▸ **What you need to do**
• A. Name the three people whose public statements, according to the commentary on the blocked travel ban, led the court to its conclusion.
• B. Duplicate the lines of the listing from the one containing "the white cabinet." through the last line of the listing, both included, without altering anything.

━━━━━ Document passage

By blocking another travel ban, a US court show Donald Trump and his team that words matter, writes DW's Michael Knigge. The court's message was that Trump can't govern by insinuation and obfuscation.

Image: Getty Images/D.Angerer/Detail

That even a revised travel ban was stopped by a US court just hours before the executive order was to go into effect should give pause to US President Donald Trump and his inner circle. The ruling from the federal court in Hawaii indicates that even what a defiant President Trump in his first remarks after the ruling called a "watered down” version of the first botched travel ban, discriminates against Muslims and thus violates the constitution.

While the ruling did not explicitly mention Muslims, it held that "the Executive Order was issued with a purpose to disfavor a particular religion," i.e. Muslims.

Michael Knigge reports on transatlantic relations for DW

The court reached its conclusion not via the text of the order itself but by public statements made by President Trump himself as well as by top Trump aide Stephen Miller and by Trump advisor Rudy Giuliani.  Public remarks by the trio, according to the court, showed that the true intent behind the ban was, in fact, to discriminate against Muslims.

Ironically, Trump in his angry first remarks about the ruling did little to improve his future legal chances. Not only did he, as usual, attack the court's ruling as "unprecedented overreach," but he even mused about breaking it up. Indeed, his ranting about the ruling only added fodder to what many suspected all along - and what the Hawaii court concluded - namely, that the travel ban was a religious ban.  

Instead of attacking this "terrible" ruling and promising, as he has before, that his administration would go all the way to the Supreme Court and win, the president should have taken this second shot across the bow as a moment to reflect his and his administration's conduct.

The court's ruling offered a simple and important lesson for the president that is easily understood even to someone without a legal degree. It said that words matter and that efforts to try to obfuscate the real meaning of those words through legal rhetoric is unacceptable.

It is, therefore, welcome that a court shows a president and an administration that constantly engage in insinuation, obfuscation and disinformation that they are going to be held accountable for what they mean and they say.

━━━━━━━━━━
━━━━━ Provided information

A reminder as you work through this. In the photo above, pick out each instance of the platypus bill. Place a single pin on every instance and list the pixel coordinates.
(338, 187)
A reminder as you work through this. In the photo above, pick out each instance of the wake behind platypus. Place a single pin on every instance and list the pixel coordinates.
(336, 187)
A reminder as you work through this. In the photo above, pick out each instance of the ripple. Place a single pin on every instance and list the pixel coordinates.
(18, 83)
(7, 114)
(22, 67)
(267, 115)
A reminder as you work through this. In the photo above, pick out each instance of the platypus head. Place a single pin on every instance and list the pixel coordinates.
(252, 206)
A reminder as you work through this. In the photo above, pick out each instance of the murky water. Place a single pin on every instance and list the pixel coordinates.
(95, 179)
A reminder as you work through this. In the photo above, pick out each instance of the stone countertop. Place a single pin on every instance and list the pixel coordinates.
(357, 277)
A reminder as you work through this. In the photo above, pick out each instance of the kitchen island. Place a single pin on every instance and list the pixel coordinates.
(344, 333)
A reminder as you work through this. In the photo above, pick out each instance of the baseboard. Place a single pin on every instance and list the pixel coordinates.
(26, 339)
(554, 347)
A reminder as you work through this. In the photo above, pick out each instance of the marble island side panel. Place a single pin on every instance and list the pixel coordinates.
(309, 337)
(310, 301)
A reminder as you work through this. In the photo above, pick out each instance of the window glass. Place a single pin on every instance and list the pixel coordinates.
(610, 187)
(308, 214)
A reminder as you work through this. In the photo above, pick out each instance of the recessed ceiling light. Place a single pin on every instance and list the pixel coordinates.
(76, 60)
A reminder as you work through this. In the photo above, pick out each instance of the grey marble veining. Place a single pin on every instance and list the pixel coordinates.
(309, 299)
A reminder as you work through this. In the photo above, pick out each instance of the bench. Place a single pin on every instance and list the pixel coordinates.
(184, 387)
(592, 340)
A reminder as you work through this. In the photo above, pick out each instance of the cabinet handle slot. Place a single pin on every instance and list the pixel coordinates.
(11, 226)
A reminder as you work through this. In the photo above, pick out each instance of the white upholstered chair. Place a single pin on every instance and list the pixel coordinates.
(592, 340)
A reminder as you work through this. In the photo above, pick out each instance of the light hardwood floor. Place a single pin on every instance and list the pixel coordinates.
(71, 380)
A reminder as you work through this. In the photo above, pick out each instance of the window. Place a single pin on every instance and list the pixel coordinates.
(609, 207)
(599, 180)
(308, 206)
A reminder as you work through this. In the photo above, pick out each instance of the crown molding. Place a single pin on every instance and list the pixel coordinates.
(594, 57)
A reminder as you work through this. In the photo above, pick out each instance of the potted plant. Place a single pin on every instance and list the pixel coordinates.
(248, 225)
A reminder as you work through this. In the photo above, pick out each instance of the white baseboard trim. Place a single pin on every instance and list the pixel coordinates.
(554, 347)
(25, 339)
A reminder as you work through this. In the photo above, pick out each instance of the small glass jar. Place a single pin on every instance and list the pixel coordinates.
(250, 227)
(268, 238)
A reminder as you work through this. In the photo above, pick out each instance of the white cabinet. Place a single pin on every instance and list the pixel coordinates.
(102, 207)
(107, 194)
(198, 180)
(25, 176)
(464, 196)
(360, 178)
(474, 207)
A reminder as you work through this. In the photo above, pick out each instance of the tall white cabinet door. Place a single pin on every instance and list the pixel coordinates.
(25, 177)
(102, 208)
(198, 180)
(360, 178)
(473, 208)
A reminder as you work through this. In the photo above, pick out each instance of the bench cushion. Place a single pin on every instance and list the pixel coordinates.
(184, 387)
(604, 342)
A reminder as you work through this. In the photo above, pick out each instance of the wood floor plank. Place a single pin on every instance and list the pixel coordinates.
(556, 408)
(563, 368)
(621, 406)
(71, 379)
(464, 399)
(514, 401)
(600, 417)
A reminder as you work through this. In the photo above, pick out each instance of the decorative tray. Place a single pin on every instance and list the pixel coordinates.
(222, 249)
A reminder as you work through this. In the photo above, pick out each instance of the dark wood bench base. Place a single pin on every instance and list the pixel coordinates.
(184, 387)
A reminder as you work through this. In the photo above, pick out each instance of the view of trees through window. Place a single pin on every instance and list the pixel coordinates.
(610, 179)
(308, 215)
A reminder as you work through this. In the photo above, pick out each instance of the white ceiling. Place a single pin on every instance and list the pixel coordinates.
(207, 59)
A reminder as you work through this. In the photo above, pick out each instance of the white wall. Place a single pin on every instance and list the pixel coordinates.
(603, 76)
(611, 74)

━━━━━━━━━━

▸ **Results in order**
• A. Donald Trump, Stephen Miller, Rudy Giuliani

• B.
A reminder as you work through this. In the photo above, pick out each instance of the white cabinet. Place a single pin on every instance and list the pixel coordinates.
(102, 207)
(107, 194)
(198, 180)
(25, 176)
(464, 196)
(360, 178)
(474, 207)
A reminder as you work through this. In the photo above, pick out each instance of the tall white cabinet door. Place a single pin on every instance and list the pixel coordinates.
(25, 177)
(102, 208)
(198, 180)
(360, 178)
(473, 208)
A reminder as you work through this. In the photo above, pick out each instance of the bench cushion. Place a single pin on every instance and list the pixel coordinates.
(184, 387)
(604, 342)
A reminder as you work through this. In the photo above, pick out each instance of the wood floor plank. Place a single pin on every instance and list the pixel coordinates.
(556, 408)
(563, 368)
(621, 406)
(71, 379)
(464, 399)
(514, 401)
(600, 417)
A reminder as you work through this. In the photo above, pick out each instance of the decorative tray. Place a single pin on every instance and list the pixel coordinates.
(222, 249)
A reminder as you work through this. In the photo above, pick out each instance of the dark wood bench base. Place a single pin on every instance and list the pixel coordinates.
(184, 387)
A reminder as you work through this. In the photo above, pick out each instance of the view of trees through window. Place a single pin on every instance and list the pixel coordinates.
(610, 179)
(308, 215)
A reminder as you work through this. In the photo above, pick out each instance of the white ceiling. Place a single pin on every instance and list the pixel coordinates.
(207, 59)
A reminder as you work through this. In the photo above, pick out each instance of the white wall. Place a single pin on every instance and list the pixel coordinates.
(603, 76)
(611, 74)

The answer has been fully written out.